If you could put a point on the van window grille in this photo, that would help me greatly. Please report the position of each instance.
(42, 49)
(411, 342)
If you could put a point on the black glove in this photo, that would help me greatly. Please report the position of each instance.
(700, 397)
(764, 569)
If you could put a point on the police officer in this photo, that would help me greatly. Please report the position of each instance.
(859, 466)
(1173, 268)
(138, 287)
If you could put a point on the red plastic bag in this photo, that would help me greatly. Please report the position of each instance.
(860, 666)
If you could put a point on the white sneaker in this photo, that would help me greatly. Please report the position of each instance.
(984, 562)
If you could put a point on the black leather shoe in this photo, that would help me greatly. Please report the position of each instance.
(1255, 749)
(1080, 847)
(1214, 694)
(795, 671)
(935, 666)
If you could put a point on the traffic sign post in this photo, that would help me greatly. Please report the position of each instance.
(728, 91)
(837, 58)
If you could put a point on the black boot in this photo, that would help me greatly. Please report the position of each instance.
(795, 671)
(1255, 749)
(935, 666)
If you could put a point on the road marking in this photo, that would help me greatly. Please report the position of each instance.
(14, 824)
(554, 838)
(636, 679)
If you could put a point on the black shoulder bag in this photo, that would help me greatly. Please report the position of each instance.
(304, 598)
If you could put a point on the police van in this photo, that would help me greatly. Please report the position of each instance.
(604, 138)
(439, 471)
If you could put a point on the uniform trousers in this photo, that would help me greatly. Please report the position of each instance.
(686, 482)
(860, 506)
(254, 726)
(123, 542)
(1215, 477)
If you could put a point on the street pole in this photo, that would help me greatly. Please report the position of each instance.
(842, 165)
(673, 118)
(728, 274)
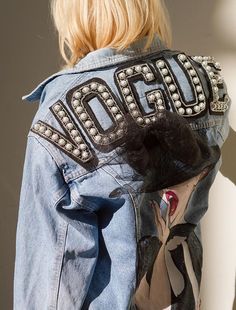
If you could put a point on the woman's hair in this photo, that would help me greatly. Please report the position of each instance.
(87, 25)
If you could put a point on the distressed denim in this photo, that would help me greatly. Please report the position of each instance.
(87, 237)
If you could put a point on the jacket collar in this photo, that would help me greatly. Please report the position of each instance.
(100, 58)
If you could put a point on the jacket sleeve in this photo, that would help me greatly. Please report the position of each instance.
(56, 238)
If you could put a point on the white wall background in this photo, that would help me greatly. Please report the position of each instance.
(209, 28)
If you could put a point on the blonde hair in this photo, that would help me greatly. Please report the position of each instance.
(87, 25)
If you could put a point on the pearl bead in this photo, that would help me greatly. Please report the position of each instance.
---+---
Each record above should be repeated exactly, please, without pictures.

**Answer box**
If you could put a point on the van window grille in this photo, that would help me greatly. Please report the position of each instance.
(42, 49)
(411, 342)
If you could put a point on the black glove in this photo, that would help me greatly. Please report the position of each instance.
(700, 397)
(764, 569)
If you could put a point on the police officer in this photo, that would help me greatly. Please report the position of each instance.
(859, 466)
(1173, 268)
(138, 287)
If you could put a point on the red plastic bag in this photo, that would help me greatly. Please report the position of each instance.
(860, 666)
If you could put a point on the white sneaker in this photo, that would help me greatly. Please report the position of each instance.
(984, 562)
If you could put a point on the black leather shoe in this photo, that would help me greatly. Please report the position of each instance.
(1255, 749)
(1080, 847)
(1214, 694)
(795, 671)
(935, 666)
If you could put a point on the traffic sign post in this photo, that would help me greatly. Please report the position of each instance.
(728, 91)
(837, 58)
If you could put a point on the black boot in this photo, that would help me greatly. Please report the position of each instance.
(795, 671)
(1255, 749)
(935, 666)
If you could put a point on the road marking in this photo, that would help me greatly. Please report the position of each instance.
(14, 824)
(554, 838)
(636, 679)
If you could put a point on the black shoulder bag in this photo, that would help me greatly. Please report the position of each instance.
(304, 598)
If you could put a point on the police van in this photo, that would help me greatly. Please report the position of each instance.
(604, 138)
(439, 471)
If you could put a point on the uniform trousers in this photo, that would help me greatly. Please report the position of each instance.
(686, 482)
(860, 506)
(254, 726)
(123, 542)
(1215, 477)
If you could put a point on the street pole in this photo, that would help me greatly. Please report the position of each instance.
(842, 165)
(673, 118)
(728, 274)
If you could put a point on the woman's hair in this photo, that would help me greatly. Please report the position of each instance.
(87, 25)
If you could put a point on the distressed denim in this photo, that would help me greatly. Please report the position of each instance.
(87, 237)
If you could put a point on the jacket collar in this photo, that would help me greatly. Please report the position of each instance.
(100, 58)
If you could put a point on the jacket sleeve in this photo, that would help me greatly. Please report the position of each instance.
(56, 238)
If you could put a point on the white wall background in this photo, that would help me greatly. Please report the position of each instance.
(209, 28)
If you could put a point on the blonde hair in this photo, that would help me greatly. Please report the position of each instance.
(87, 25)
If you could put a point on the pearl bead in this photo, that would help me greatly. Please report the position of each instance.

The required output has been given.